#### TASK
For each entry below, output it exactly as it stands.

#### DATA TO PROCESS
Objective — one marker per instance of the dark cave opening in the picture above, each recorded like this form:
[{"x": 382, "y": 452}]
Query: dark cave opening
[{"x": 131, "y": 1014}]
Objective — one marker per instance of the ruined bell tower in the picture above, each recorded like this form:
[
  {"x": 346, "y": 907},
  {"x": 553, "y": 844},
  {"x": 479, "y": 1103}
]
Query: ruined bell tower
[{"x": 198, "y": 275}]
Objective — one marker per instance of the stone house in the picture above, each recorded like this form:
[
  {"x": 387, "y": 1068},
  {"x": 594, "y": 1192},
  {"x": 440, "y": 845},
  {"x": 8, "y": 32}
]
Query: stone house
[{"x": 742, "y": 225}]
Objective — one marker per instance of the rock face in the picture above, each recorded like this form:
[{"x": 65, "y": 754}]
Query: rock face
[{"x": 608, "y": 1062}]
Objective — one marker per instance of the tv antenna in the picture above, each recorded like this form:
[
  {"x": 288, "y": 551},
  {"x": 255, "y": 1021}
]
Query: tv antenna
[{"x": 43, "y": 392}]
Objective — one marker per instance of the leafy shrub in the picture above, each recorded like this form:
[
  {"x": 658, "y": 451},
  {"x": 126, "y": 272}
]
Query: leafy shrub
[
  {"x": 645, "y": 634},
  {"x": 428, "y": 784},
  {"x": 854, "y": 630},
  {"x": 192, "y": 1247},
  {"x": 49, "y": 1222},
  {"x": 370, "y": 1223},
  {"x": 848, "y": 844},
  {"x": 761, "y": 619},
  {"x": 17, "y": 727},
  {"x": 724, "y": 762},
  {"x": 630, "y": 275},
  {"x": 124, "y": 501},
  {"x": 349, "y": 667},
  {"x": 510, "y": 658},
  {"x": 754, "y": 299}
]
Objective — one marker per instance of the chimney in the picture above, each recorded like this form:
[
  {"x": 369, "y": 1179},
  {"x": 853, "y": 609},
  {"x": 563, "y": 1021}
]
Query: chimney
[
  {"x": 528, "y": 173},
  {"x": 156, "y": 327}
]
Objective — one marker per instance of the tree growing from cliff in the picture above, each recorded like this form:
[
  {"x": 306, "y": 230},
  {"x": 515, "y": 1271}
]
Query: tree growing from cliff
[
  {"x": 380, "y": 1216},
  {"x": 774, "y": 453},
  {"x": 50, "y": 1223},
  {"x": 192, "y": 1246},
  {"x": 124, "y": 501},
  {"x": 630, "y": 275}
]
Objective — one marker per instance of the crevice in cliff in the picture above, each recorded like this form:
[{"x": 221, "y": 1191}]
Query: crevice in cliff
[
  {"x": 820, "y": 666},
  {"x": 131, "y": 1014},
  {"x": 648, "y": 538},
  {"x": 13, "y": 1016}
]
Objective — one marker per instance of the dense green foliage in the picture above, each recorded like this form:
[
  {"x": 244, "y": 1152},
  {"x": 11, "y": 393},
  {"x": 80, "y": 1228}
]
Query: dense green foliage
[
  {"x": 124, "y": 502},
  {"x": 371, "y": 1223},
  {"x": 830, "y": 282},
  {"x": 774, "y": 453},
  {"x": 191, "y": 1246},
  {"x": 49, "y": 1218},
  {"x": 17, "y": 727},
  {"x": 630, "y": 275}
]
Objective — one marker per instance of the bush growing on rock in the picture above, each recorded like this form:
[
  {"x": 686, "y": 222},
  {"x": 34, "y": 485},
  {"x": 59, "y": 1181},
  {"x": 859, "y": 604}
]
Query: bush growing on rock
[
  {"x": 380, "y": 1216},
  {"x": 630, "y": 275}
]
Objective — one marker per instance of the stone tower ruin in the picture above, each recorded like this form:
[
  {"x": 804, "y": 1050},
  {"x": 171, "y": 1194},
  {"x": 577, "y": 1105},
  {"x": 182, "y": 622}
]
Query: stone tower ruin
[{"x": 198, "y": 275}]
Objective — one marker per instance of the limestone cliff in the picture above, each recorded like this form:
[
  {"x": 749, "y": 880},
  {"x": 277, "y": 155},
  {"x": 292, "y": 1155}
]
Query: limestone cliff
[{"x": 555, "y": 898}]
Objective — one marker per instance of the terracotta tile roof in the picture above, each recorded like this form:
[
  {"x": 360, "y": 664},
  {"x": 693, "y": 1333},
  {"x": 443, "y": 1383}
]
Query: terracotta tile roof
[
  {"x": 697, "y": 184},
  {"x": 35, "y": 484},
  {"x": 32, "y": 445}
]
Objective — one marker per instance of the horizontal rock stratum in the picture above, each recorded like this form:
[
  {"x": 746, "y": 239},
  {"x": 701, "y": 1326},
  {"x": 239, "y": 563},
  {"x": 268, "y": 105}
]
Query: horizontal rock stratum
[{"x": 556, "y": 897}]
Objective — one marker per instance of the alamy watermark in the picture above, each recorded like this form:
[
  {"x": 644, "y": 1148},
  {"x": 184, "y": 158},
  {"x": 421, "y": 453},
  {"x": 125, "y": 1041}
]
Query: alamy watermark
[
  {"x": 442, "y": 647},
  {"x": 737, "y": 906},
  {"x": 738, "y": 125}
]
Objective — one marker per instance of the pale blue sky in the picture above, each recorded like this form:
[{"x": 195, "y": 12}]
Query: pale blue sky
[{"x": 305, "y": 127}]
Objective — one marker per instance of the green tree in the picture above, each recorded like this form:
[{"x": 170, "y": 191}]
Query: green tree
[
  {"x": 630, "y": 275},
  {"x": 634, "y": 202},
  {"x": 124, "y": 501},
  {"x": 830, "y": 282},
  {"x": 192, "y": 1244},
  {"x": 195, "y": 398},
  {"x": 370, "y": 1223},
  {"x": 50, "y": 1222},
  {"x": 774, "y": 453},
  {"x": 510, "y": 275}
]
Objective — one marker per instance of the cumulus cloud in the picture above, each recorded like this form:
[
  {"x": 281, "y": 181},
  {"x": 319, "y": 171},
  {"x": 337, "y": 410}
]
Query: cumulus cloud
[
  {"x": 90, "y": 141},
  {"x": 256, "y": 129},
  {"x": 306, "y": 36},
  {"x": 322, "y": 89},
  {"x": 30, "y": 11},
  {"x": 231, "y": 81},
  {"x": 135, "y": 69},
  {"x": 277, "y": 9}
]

#### ANSWER FOR THE TASK
Objective — one marker per instance of the dark cave opening in the picture above, each recorded like this form:
[{"x": 382, "y": 452}]
Query: dark cave opening
[{"x": 131, "y": 1014}]
Objective — one marker per instance of the ruined bell tower in the picture above, each recorded like this form:
[
  {"x": 346, "y": 907},
  {"x": 553, "y": 844},
  {"x": 479, "y": 1103}
]
Query: ruined bell tower
[{"x": 198, "y": 275}]
Objective — one marker per instance of the stone house in the picture above, each recorded like this form:
[
  {"x": 387, "y": 1068},
  {"x": 594, "y": 1192},
  {"x": 440, "y": 845},
  {"x": 8, "y": 32}
]
Query: stone house
[{"x": 742, "y": 225}]
Objective — one marker per instance of the rock face in the picture above, each recorded like this form:
[{"x": 65, "y": 754}]
Query: rock face
[{"x": 608, "y": 1062}]
Objective — one marker per instance of the tv antenna in the picture above, each recorded like this form:
[
  {"x": 288, "y": 551},
  {"x": 255, "y": 1021}
]
Query: tv antenna
[{"x": 43, "y": 392}]
Objective — one marker per instance of the leafy shrub in the picture above, each recorded like this form:
[
  {"x": 658, "y": 451},
  {"x": 126, "y": 272}
]
Query: leafy shrub
[
  {"x": 645, "y": 634},
  {"x": 428, "y": 784},
  {"x": 854, "y": 630},
  {"x": 192, "y": 1247},
  {"x": 49, "y": 1222},
  {"x": 370, "y": 1223},
  {"x": 848, "y": 844},
  {"x": 761, "y": 619},
  {"x": 17, "y": 727},
  {"x": 724, "y": 762},
  {"x": 630, "y": 275},
  {"x": 124, "y": 501},
  {"x": 349, "y": 667},
  {"x": 510, "y": 658},
  {"x": 754, "y": 299}
]
Objective — one marker per instance of the chimney in the picture above, each recorded like this form:
[
  {"x": 369, "y": 1179},
  {"x": 853, "y": 609},
  {"x": 563, "y": 1021}
]
Query: chimney
[
  {"x": 528, "y": 173},
  {"x": 156, "y": 327}
]
Objective — one marker per instance of the tree growing from cliff in the picture above, each recorded like this form:
[
  {"x": 306, "y": 230},
  {"x": 515, "y": 1271}
]
Query: tree growing from cliff
[
  {"x": 380, "y": 1216},
  {"x": 774, "y": 453},
  {"x": 50, "y": 1223},
  {"x": 192, "y": 1246},
  {"x": 124, "y": 501},
  {"x": 630, "y": 275}
]
Objective — one marker per instance of the crevice in cliff in the picture above, each recorded like this form:
[{"x": 221, "y": 1191}]
Query: crevice in cliff
[
  {"x": 820, "y": 666},
  {"x": 131, "y": 1014},
  {"x": 648, "y": 538},
  {"x": 13, "y": 1016}
]
Objective — one marker per instance of the dense green foliage in the picture above, each recorded like this form:
[
  {"x": 244, "y": 1152},
  {"x": 11, "y": 393},
  {"x": 80, "y": 1228}
]
Query: dense green foliage
[
  {"x": 124, "y": 502},
  {"x": 371, "y": 1223},
  {"x": 830, "y": 282},
  {"x": 774, "y": 453},
  {"x": 191, "y": 1246},
  {"x": 49, "y": 1218},
  {"x": 17, "y": 727},
  {"x": 630, "y": 275}
]
Objective — one marker per instance of the bush growing on rock in the picture above, each recorded like this form:
[
  {"x": 686, "y": 222},
  {"x": 34, "y": 485},
  {"x": 59, "y": 1181},
  {"x": 859, "y": 604}
]
Query: bush growing on rock
[
  {"x": 380, "y": 1216},
  {"x": 630, "y": 275}
]
Objective — one marker per instance of the stone tower ruin in the picture above, each recorded like this form:
[
  {"x": 804, "y": 1050},
  {"x": 171, "y": 1194},
  {"x": 577, "y": 1105},
  {"x": 182, "y": 622}
]
Query: stone tower ruin
[{"x": 198, "y": 275}]
Objective — one marker per instance of the limestone cliff in the picture above, each recorded like this form:
[
  {"x": 749, "y": 880},
  {"x": 277, "y": 155},
  {"x": 292, "y": 1155}
]
Query: limestone cliff
[{"x": 555, "y": 898}]
Objective — one marker per instance of the terracotta tile roof in the picture above, each recorded like this form:
[
  {"x": 360, "y": 664},
  {"x": 693, "y": 1333},
  {"x": 443, "y": 1383}
]
Query: terracotta tile roof
[
  {"x": 697, "y": 184},
  {"x": 35, "y": 484},
  {"x": 32, "y": 445}
]
Objective — one marker per instance of the horizontal rock stratum in the picture above, each recorded like this form:
[
  {"x": 746, "y": 239},
  {"x": 701, "y": 1326},
  {"x": 239, "y": 563},
  {"x": 268, "y": 105}
]
Query: horizontal rock stratum
[{"x": 556, "y": 897}]
Objective — one marker per instance of the alamy watermark in the picture above, each recorded like this form:
[
  {"x": 644, "y": 1148},
  {"x": 184, "y": 158},
  {"x": 421, "y": 453},
  {"x": 125, "y": 1041}
]
Query: alamy watermark
[
  {"x": 442, "y": 647},
  {"x": 737, "y": 906},
  {"x": 738, "y": 125}
]
Objective — one marker per instance of the pale blue sky in the picture above, each recorded like this form:
[{"x": 195, "y": 12}]
Query: pale blue sky
[{"x": 305, "y": 127}]
Objective — one marker per instance of the green tree in the picture above, each recorded like this form:
[{"x": 170, "y": 191}]
Query: green tree
[
  {"x": 630, "y": 275},
  {"x": 634, "y": 202},
  {"x": 124, "y": 501},
  {"x": 830, "y": 282},
  {"x": 192, "y": 1244},
  {"x": 195, "y": 398},
  {"x": 370, "y": 1223},
  {"x": 50, "y": 1222},
  {"x": 774, "y": 453},
  {"x": 510, "y": 275}
]
Objective — one marker per instance of the cumulus cloud in the picture above, each recorded like this form:
[
  {"x": 281, "y": 181},
  {"x": 319, "y": 171},
  {"x": 337, "y": 410}
]
Query: cumulus cloud
[
  {"x": 90, "y": 141},
  {"x": 256, "y": 129},
  {"x": 306, "y": 36},
  {"x": 322, "y": 89},
  {"x": 30, "y": 11},
  {"x": 231, "y": 81},
  {"x": 135, "y": 69},
  {"x": 277, "y": 9}
]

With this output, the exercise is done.